Data for processing Block Start

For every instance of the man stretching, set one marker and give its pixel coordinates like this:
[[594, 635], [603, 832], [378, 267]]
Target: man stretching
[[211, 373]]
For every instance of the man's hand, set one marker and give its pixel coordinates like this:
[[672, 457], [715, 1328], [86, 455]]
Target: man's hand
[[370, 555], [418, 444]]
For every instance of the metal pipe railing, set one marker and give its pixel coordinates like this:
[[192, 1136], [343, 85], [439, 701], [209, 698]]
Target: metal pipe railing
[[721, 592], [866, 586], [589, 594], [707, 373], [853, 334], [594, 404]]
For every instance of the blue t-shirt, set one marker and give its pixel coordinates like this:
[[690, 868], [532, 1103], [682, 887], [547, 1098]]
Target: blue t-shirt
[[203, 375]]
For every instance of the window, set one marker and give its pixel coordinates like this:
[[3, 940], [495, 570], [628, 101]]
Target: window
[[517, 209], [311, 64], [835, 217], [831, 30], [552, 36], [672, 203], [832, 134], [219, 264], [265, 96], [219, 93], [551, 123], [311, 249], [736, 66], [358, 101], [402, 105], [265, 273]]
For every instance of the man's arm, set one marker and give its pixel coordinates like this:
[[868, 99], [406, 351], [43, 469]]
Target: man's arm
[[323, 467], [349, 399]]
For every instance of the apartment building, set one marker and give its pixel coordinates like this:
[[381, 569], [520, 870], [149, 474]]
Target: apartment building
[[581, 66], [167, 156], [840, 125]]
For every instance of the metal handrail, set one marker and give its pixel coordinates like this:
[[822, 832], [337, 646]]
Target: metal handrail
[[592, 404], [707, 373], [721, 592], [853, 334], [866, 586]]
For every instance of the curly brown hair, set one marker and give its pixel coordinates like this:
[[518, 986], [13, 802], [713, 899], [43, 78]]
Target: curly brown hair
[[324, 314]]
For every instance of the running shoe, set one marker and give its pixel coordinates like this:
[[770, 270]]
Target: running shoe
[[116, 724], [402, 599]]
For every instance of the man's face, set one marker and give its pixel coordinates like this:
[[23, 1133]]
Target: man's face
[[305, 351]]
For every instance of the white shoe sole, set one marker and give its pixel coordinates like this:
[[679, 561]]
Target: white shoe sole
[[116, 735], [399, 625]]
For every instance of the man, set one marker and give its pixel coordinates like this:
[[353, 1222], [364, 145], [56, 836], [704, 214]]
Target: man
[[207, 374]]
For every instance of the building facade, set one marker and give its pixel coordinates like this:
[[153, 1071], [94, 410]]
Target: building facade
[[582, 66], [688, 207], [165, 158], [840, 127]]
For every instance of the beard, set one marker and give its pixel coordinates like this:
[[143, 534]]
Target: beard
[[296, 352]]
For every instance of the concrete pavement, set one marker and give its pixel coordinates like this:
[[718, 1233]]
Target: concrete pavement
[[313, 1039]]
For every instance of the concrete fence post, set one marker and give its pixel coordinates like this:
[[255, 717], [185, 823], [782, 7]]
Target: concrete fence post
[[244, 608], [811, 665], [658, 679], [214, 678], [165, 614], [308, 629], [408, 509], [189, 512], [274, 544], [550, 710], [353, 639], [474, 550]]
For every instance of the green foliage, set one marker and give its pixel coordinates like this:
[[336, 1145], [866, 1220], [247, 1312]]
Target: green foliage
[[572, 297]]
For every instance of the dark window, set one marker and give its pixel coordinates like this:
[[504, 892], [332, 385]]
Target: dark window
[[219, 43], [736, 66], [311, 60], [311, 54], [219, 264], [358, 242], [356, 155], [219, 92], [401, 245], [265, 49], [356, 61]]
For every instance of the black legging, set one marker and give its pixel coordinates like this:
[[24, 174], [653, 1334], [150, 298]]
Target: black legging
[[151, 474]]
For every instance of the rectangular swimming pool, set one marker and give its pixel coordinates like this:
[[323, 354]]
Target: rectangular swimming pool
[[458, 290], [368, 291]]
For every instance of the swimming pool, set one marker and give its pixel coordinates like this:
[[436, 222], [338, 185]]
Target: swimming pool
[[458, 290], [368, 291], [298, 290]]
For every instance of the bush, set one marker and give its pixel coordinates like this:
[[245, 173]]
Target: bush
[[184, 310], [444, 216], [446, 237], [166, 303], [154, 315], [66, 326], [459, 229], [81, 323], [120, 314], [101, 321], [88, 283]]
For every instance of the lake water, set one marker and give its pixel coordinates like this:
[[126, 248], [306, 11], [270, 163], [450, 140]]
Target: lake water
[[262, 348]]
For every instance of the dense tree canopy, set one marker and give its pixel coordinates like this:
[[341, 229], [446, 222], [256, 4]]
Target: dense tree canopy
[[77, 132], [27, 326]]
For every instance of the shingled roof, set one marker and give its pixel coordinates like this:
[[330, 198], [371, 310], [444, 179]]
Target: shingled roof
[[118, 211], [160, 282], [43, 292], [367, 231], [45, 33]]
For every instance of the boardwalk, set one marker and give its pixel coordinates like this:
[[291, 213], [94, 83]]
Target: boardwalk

Data for processing Block End

Work instruction: Filter the entries down to the lines containing "boardwalk". Copy each of those lines.

Answer to this exercise:
For every instance of the boardwalk, set one marker and give its pixel coordinates like this:
Target: boardwalk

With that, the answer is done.